[Source records]
☆ ☆ ☆ ☆ ☆

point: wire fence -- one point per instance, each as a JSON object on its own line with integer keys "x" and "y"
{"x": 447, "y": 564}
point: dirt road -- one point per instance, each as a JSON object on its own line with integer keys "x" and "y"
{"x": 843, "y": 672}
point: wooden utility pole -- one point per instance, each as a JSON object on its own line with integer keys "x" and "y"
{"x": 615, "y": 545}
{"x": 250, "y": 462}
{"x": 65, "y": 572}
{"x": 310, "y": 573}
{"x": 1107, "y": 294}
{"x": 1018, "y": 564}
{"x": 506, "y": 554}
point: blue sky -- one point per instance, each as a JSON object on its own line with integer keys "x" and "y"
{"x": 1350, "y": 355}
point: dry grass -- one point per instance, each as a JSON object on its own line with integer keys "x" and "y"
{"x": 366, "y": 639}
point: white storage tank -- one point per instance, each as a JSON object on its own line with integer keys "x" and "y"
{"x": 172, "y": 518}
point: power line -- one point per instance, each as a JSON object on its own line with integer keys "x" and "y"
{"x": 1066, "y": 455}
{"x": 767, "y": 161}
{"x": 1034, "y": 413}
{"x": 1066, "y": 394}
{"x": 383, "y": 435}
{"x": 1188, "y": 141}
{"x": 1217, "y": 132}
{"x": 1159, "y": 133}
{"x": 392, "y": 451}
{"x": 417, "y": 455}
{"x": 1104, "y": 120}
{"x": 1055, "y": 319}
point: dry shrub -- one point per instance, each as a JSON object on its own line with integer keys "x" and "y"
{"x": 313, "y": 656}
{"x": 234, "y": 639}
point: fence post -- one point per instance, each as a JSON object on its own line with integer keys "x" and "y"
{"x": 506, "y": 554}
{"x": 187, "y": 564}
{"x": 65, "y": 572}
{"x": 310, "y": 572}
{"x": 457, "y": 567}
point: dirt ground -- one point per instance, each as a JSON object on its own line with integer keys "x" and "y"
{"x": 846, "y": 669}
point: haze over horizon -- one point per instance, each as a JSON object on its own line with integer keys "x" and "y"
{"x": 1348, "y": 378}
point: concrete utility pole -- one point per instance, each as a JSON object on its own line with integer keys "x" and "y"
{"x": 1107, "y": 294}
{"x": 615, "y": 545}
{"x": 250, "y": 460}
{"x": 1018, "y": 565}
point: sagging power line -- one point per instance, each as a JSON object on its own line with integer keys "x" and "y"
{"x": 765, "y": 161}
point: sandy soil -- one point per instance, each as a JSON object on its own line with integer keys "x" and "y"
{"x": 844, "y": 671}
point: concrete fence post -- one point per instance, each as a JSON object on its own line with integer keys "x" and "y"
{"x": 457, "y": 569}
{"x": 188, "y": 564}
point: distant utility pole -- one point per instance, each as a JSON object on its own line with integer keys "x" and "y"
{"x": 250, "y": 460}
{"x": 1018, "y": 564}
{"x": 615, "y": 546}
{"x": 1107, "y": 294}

☆ ☆ ☆ ☆ ☆

Work to do |
Repeat, with no changes, each line from the one with "point: dirt ground" to the end of the listing, including both ends and nothing else.

Answer to this problem |
point: dirt ground -- one point per instance, each as a JSON object on its own line with integer keys "x" and "y"
{"x": 846, "y": 669}
point: haze over horizon -- one point per instance, each as a JSON object on its own line with integer keys "x" and "y"
{"x": 1348, "y": 378}
point: concrete utility pole -- one point per instance, each as a JSON object on its own line with integer keys "x" and "y"
{"x": 1107, "y": 294}
{"x": 615, "y": 545}
{"x": 250, "y": 460}
{"x": 1018, "y": 565}
point: sagging power line -- one point per instance, each as a JSON object on its own line with integer keys "x" and "y"
{"x": 765, "y": 161}
point: sandy soil -- one point per instance, each as a JSON object on its own line with integer keys "x" and "y"
{"x": 844, "y": 671}
point: concrete fence post -- one point per instance, each as a JSON object on its own line with integer keys "x" and "y"
{"x": 457, "y": 569}
{"x": 188, "y": 564}
point: distant utility pole -- one point per instance, each as a JSON object on its own line with integer keys "x" and "y"
{"x": 250, "y": 460}
{"x": 1018, "y": 564}
{"x": 615, "y": 546}
{"x": 1107, "y": 294}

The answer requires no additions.